### [Exercise requirements]
Reproduce the material below from the line with "Target: girl's face" through the end of the material, requests included, and increase every coordinate in the answers by 33.

[Items listed in a dataset]

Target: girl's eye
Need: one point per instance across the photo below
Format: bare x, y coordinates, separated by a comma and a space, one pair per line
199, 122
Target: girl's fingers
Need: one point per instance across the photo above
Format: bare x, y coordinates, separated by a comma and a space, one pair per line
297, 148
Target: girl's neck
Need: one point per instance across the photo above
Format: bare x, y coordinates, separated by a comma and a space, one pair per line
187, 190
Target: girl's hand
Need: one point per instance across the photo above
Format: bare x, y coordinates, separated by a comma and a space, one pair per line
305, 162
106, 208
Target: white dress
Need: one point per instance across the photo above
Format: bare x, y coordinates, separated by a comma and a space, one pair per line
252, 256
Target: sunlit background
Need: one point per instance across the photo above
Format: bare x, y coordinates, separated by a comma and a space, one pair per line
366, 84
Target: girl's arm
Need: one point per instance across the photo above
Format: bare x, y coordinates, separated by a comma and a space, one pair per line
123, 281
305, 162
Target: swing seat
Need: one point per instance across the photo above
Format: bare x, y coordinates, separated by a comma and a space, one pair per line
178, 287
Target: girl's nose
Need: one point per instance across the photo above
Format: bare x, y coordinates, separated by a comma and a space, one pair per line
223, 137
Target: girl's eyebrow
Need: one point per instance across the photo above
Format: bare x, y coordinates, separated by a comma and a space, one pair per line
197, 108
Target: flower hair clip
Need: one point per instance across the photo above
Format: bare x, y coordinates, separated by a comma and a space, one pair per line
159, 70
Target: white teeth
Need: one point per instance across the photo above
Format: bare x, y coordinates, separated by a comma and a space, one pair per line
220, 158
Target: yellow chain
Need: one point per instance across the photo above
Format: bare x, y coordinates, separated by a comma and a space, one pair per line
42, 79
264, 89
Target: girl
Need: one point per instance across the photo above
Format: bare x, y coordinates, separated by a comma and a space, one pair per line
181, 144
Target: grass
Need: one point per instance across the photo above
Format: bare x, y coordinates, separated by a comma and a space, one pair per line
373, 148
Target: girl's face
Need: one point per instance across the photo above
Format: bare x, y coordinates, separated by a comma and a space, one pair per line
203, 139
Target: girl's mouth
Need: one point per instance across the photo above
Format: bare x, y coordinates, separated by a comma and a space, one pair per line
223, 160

### [Correct response]
Target: girl's face
Need: one point per instance across the photo above
Format: bare x, y coordinates, separated by a comma and a space, one pair per line
236, 172
Target: girl's mouth
Need: one point per instance across the photo above
Format: bare x, y coordinates, separated by a comma and a space, one pair per line
256, 193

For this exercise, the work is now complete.